#### [Problem to solve]
Search the material below for the word "police" and copy every line in which it occurs.

#### [Supplied data]
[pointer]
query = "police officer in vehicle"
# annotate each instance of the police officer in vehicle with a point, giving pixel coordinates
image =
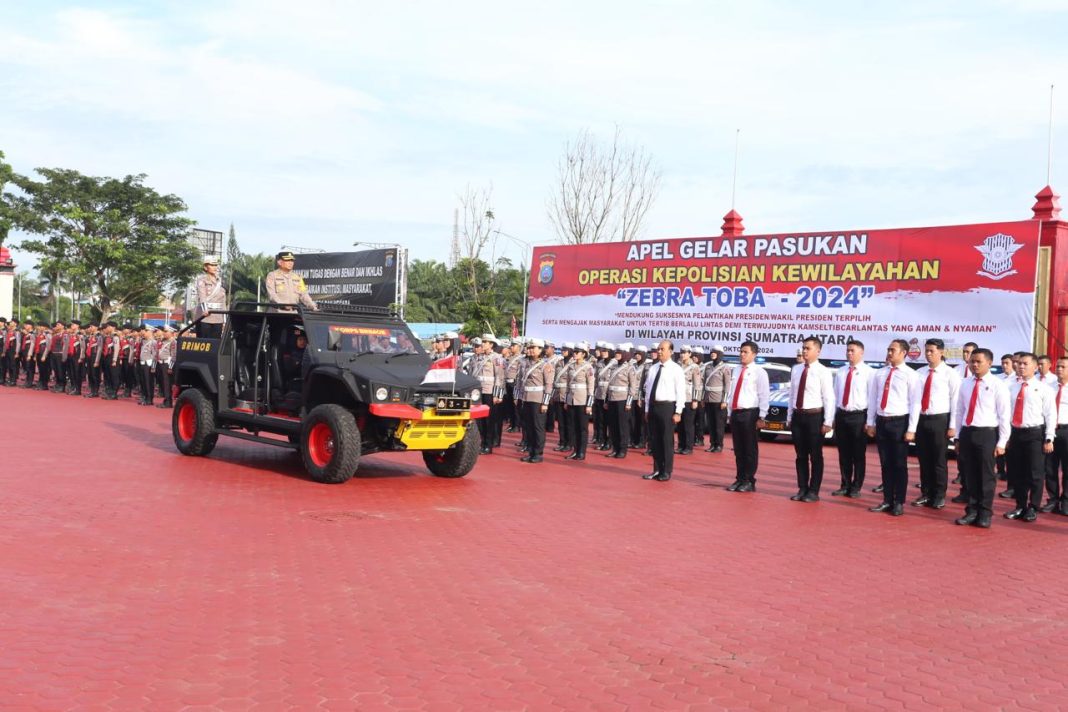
(286, 288)
(210, 298)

#### [Response to the task]
query = "police officer in vehicle"
# annotate each instance of the police officer in vehicle with a point, giving pixel coordinates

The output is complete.